- Requirement
Line by line, copy the data below exactly.

- Data for the task
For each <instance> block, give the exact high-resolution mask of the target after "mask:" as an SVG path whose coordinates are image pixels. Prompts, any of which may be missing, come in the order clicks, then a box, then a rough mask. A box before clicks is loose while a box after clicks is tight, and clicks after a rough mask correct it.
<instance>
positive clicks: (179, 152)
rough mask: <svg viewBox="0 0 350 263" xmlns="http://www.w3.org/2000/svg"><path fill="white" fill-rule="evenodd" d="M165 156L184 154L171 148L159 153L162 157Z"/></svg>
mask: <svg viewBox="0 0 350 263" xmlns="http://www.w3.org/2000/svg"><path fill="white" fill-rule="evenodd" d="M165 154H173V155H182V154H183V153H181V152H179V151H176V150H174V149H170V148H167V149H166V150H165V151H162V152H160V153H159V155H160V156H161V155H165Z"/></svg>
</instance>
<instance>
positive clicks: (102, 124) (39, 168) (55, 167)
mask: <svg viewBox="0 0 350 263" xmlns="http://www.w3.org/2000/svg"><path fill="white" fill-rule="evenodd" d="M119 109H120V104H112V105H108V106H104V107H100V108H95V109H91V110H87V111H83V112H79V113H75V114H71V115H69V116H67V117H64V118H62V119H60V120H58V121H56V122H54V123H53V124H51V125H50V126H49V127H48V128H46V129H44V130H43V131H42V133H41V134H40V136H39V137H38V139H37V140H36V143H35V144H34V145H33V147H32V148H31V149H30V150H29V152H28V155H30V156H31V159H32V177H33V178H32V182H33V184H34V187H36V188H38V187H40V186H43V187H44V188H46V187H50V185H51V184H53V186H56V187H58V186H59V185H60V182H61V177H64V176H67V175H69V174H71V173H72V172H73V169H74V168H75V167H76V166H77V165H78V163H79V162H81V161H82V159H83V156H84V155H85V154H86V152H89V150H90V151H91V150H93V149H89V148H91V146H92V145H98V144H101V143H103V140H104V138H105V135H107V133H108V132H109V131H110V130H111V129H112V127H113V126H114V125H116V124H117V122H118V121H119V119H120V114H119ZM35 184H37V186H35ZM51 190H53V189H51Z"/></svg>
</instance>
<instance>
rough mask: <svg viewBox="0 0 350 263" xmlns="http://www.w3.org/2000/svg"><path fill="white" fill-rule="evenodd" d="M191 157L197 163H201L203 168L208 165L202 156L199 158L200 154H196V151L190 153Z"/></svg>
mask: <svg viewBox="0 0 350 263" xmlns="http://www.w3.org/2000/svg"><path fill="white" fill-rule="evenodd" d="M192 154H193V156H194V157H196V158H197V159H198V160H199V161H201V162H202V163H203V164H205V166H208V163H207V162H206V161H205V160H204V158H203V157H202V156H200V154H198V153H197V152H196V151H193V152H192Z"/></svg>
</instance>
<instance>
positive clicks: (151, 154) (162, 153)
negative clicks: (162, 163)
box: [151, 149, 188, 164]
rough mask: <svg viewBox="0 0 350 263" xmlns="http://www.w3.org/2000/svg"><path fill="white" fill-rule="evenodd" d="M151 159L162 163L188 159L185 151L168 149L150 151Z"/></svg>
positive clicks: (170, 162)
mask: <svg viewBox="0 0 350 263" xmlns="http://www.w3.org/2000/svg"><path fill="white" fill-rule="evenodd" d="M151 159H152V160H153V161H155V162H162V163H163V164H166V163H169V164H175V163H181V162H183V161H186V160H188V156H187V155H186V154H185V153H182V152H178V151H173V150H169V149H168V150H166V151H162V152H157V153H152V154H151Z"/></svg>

- Your solution
For each <instance> block, give the exact high-resolution mask of the target after "mask:" as an SVG path whose coordinates are image pixels. Prompts, any of which may be missing, come in the order clicks, then a box, then a rough mask. A box before clicks is loose while a box after clicks is tight, and clicks after a rough mask correct it.
<instance>
positive clicks: (179, 152)
rough mask: <svg viewBox="0 0 350 263" xmlns="http://www.w3.org/2000/svg"><path fill="white" fill-rule="evenodd" d="M165 156L184 154L171 148L159 153L162 157Z"/></svg>
mask: <svg viewBox="0 0 350 263" xmlns="http://www.w3.org/2000/svg"><path fill="white" fill-rule="evenodd" d="M165 154H173V155H182V154H183V153H181V152H179V151H176V150H174V149H170V148H167V149H166V150H165V151H162V152H160V153H159V155H160V156H161V155H165Z"/></svg>
</instance>
<instance>
positive clicks: (102, 124) (39, 168) (55, 167)
mask: <svg viewBox="0 0 350 263" xmlns="http://www.w3.org/2000/svg"><path fill="white" fill-rule="evenodd" d="M119 109H120V104H112V105H108V106H104V107H100V108H95V109H91V110H87V111H83V112H79V113H75V114H71V115H69V116H67V117H64V118H62V119H60V120H58V121H56V122H54V123H53V124H51V125H50V126H49V127H48V128H46V129H44V130H43V131H42V133H41V134H40V136H39V137H38V139H37V140H36V143H35V144H34V145H33V147H32V148H31V149H30V150H29V152H28V155H30V156H31V159H32V177H33V178H32V182H33V184H34V187H36V188H38V187H40V186H43V187H44V188H46V187H50V185H51V184H53V186H56V187H58V186H59V185H60V182H61V177H64V176H67V175H69V174H71V173H72V172H73V169H74V168H75V167H76V166H77V165H78V163H79V162H81V161H82V159H83V156H84V155H85V154H86V152H89V150H90V151H91V150H93V149H89V148H91V146H92V145H98V144H101V143H103V140H104V138H105V135H107V133H108V132H109V131H110V130H111V129H112V127H113V126H114V125H116V124H117V122H118V121H119V119H120V114H119ZM35 184H37V186H35ZM51 190H53V189H51Z"/></svg>
</instance>
<instance>
rough mask: <svg viewBox="0 0 350 263" xmlns="http://www.w3.org/2000/svg"><path fill="white" fill-rule="evenodd" d="M191 157L197 163H201L203 168L208 165L202 156L199 158L200 154H196V151L190 153Z"/></svg>
mask: <svg viewBox="0 0 350 263" xmlns="http://www.w3.org/2000/svg"><path fill="white" fill-rule="evenodd" d="M192 154H193V156H194V157H196V158H197V159H198V160H199V161H201V162H202V163H203V164H205V166H208V163H207V162H206V161H205V160H204V158H203V157H202V156H200V154H198V153H197V152H196V151H193V152H192Z"/></svg>
</instance>
<instance>
positive clicks: (151, 154) (162, 153)
negative clicks: (162, 163)
box: [151, 149, 188, 164]
rough mask: <svg viewBox="0 0 350 263" xmlns="http://www.w3.org/2000/svg"><path fill="white" fill-rule="evenodd" d="M151 159L162 163L188 159L185 151L168 149L150 151Z"/></svg>
positive clicks: (170, 162)
mask: <svg viewBox="0 0 350 263" xmlns="http://www.w3.org/2000/svg"><path fill="white" fill-rule="evenodd" d="M151 159H152V160H153V161H155V162H162V163H163V164H166V163H169V164H175V163H181V162H183V161H186V160H188V156H187V155H186V154H185V153H182V152H178V151H173V150H169V149H168V150H166V151H162V152H157V153H152V154H151Z"/></svg>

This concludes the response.